Understanding the story of these two brothers is as easy as understanding Luke 18:10—

 Two men went up to the temple to pray, one a Pharisee and the other a tax collector.

Even though both men enjoyed the same privileges and opportunities, they were very different.  There is a real lesson here for us today:  Christian privileges do not make a person a Christian.  Let’s consider some points in the story of these two brothers.

1.  Self will is rejected, verse 5. Although God looked favorably on Abel’s offering, He did not look with favor upon Cain’s offering.  The offerer must himself be acceptable before his offering could be.  Cain’s offering was rejected because he himself guilty.  Christ was without spot when He offered Himself, but the “way of Cain” was his own way (Jude 11).  In other words, Cain sought to approach God using his own methods.  Man’s own way is to seek acceptance with God without confessing guilt and without changing his ways.  When we try to deal with God on our terms, both our offerings and ourselves will be rejected.

2.  Faith is accepted, verse 4.   The Lord accepted, “respected,” Abel’s offering.  The New Testament sheds some light on why this was a good offering:

By faith Abel offered God a better sacrifice than Cain did. By faith he was commended as a righteous man, when God spoke well of his offerings.  (Hebrews 11:4)

The offering and the offerer stand or fall together.  When by faith we lay hold of Christ and His righteousness, there is no way we or our offerings will be rejected, because Christ has already been accepted by God and every believing offerer is accepted in Him.  Faith in Christ is always acceptable faith.

3. Anger is manifested, verse 5.  Cain was angry because God rejected him.  Cain was religious in appearance only, but his heart was far from God.  He had the form of godliness yet was a stranger to its power.  The church of Jesus Christ is full of folks just like Cain; full of folks who have gone the way Cain:  they are content with ceremony and outward show, yet not interested in a relationship with the living Christ.  Our churches are full of people who have never touched the heart of God because they’ve never been close enough.

4.  Mercy is revealed, verses 6, 7.  In His great and boundless mercy, God explains to Cain that the only way of acceptance as a sinner is through a sin-offering.  Christ, our sin-offering, bore our sins in His own body upon the Cross.  This sin-offering lies at the door of every sinner.  That is how close the Savior’s perfect sacrifice is: just outside the door of the heart.

5.  Righteous way hated, verse 8.  Cain hated the righteousness of God as seen in his brother.  Just as Satan despised the image of God in Adam and Eve, so we see the same sin in Cain.  To this day this self same sin plagues every person, even believers.  That’s why John warned his readers not to act like Cain in 1 John 3:12.  He said, “Don’t be like Cain, whose actions were evil and his brothers righteous.”  What actions do you suppose John was referring to? John was referring to all of them, not just the murder of his brother.  Approaching God the wrong way, being jealous of his brother, all these are reckoned as being evil.  The worldly mind of man would rather destroy the light of God in his brother than to acknowledge his own sin.  And that’s exactly what Cain did.  Christ was the Righteousness of God and His people yelled, “Crucify Him, Crucify Him!”  The loved the darkness rather than the light and sought to extinguish the light.

6.  Wickedness is judged, verse 11.  God had to reject the offering and the curse followed.  Rejecting Christ as the sin-offing means there is no escape from the wrath of God and the curse of God on sin.  We see in Cain a stark fulfillment of John 3:18—

Whoever believes in him is not condemned, but whoever does not believe stands condemned already because he has not believed in the name of God’s one and only Son.

7.  Justice in vindicated, verse 13.  Cain knew his punishment was hard but did not beg for mercy.  Cain complained bitterly to God about his punishment but never once asked for forgiveness or mercy.  There is an old saying:  “There is mercy at the eleventh hour,” but what if your heart has become so hard that you will not even yield long enough to seek mercy.  Jeremiah once wrote, The heart is deceitful above all things, and desperately wicked: who can know it? (Jeremiah 17:9).  Those who approach God their own way are delusional.  God can never accept them.  False worshipers:  take heed of the doom of Cain.

- INFORMATION SHOWN:
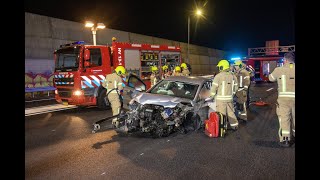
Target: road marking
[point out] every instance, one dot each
(47, 109)
(269, 89)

- STATED TASK:
Please quote the passage of the sermon on Cain and Abel that starts at "4.  Mercy is" and ends at "of the heart.".

- EXERCISE RESPONSE:
4.  Mercy is revealed, verses 6, 7.  In His great and boundless mercy, God explains to Cain that the only way of acceptance as a sinner is through a sin-offering.  Christ, our sin-offering, bore our sins in His own body upon the Cross.  This sin-offering lies at the door of every sinner.  That is how close the Savior’s perfect sacrifice is: just outside the door of the heart.